Exercise task:
Reproduce all the entries exactly and keep the pictures out.
* Begin Extracted entries *
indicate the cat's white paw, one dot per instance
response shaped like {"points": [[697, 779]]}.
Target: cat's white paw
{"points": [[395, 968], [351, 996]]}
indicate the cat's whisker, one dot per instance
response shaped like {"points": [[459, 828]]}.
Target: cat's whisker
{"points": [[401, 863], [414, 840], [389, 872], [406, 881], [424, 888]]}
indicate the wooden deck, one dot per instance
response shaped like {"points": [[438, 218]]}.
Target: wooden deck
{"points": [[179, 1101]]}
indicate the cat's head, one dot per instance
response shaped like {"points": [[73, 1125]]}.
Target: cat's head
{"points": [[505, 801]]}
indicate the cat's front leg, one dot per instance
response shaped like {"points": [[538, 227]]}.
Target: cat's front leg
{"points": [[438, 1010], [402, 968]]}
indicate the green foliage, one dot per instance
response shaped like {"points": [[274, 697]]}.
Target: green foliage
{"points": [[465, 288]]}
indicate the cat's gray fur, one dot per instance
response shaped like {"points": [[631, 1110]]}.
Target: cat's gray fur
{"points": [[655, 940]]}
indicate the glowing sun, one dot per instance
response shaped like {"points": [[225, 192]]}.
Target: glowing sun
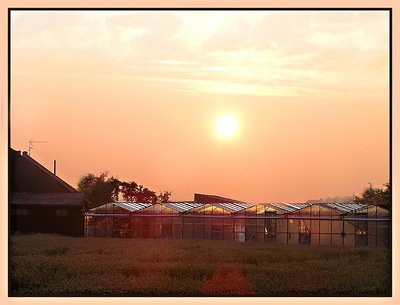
{"points": [[226, 126]]}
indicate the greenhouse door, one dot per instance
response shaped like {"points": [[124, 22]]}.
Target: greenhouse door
{"points": [[361, 233], [304, 232]]}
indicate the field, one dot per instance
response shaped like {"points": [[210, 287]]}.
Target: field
{"points": [[51, 265]]}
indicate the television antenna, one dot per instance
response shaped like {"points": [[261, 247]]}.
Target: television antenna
{"points": [[30, 145]]}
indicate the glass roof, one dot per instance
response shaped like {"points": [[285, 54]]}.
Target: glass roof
{"points": [[346, 207], [287, 207], [181, 206], [131, 206], [232, 207]]}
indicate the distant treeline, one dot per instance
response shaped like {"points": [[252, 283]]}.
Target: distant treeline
{"points": [[376, 196]]}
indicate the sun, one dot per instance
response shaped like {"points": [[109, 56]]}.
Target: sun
{"points": [[226, 126]]}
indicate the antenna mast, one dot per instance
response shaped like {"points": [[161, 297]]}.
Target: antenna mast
{"points": [[30, 145]]}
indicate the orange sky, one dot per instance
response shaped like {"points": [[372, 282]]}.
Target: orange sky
{"points": [[137, 93]]}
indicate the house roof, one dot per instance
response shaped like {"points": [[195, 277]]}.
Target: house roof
{"points": [[62, 199], [344, 208], [28, 175], [204, 198]]}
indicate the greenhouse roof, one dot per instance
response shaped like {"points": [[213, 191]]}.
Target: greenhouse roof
{"points": [[287, 207], [182, 206], [346, 207], [131, 206], [232, 207]]}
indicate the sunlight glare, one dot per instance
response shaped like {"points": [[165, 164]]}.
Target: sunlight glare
* End Extracted entries *
Written reply:
indicate the cat's white paw, one dot per instance
response shaped like {"points": [[697, 779]]}.
Target: cat's white paw
{"points": [[395, 968], [351, 996]]}
indicate the cat's whisker, one dot per instance
response shaped like {"points": [[459, 828]]}.
Target: cat's whisker
{"points": [[401, 863], [414, 840], [389, 872], [406, 881], [424, 888]]}
indicate the wooden deck, one dot per instance
response shaped like {"points": [[438, 218]]}.
Target: wooden deck
{"points": [[179, 1101]]}
indicate the cat's head, one dot per instance
response shaped like {"points": [[73, 1125]]}.
Target: cat's head
{"points": [[505, 801]]}
indicate the cat's front leg, one dot per instance
response shaped like {"points": [[538, 227]]}.
Target: cat's front leg
{"points": [[438, 1010], [402, 968]]}
indicate the green foliage, one dot per instance
response shaped like {"points": [[274, 697]]}.
Target: green foliage
{"points": [[465, 288]]}
indicate the cat's gray fur, one dot per instance
response shaped like {"points": [[631, 1110]]}.
Target: cat's gray fur
{"points": [[655, 940]]}
indicate the glowing sun, one dot per instance
response shaped like {"points": [[225, 192]]}.
Target: glowing sun
{"points": [[226, 126]]}
indicate the greenhouse door, one dot per instance
response shaped like {"points": [[124, 22]]}.
Target: greenhouse door
{"points": [[361, 233], [304, 232]]}
indicate the field, one dot per instance
response shaped like {"points": [[210, 287]]}.
Target: field
{"points": [[51, 265]]}
indicate the television antenna, one dot per instance
response shaped like {"points": [[261, 247]]}.
Target: television antenna
{"points": [[30, 145]]}
indicate the glass roof, one dot per instance
response shaped like {"points": [[285, 54]]}.
Target: glass roof
{"points": [[346, 207], [287, 207], [181, 206], [131, 206], [232, 207]]}
indicate the distant treeline, one dot per instance
response shaped like {"points": [[252, 283]]}.
Target: distant treeline
{"points": [[376, 196]]}
indicate the sun, one dot per instance
response shaped like {"points": [[109, 56]]}.
Target: sun
{"points": [[226, 126]]}
indicate the antenna mast, one dot per instance
response shaped like {"points": [[161, 297]]}.
Target: antenna mast
{"points": [[30, 145]]}
indicate the orange sky, one dot per instance
response shaped like {"points": [[372, 282]]}.
Target: orange sky
{"points": [[137, 93]]}
indicate the house roof, one dot per instance
response shaped like {"points": [[195, 277]]}.
Target: house roof
{"points": [[62, 199], [344, 208], [28, 175], [204, 198]]}
indicate the greenhouse roof, one dot per instance
response shaped like {"points": [[213, 191]]}.
Target: greenhouse roof
{"points": [[287, 207], [182, 206], [346, 207], [131, 206], [232, 207]]}
indicate the sunlight glare, one dot per instance
response shaped like {"points": [[165, 164]]}.
Target: sunlight glare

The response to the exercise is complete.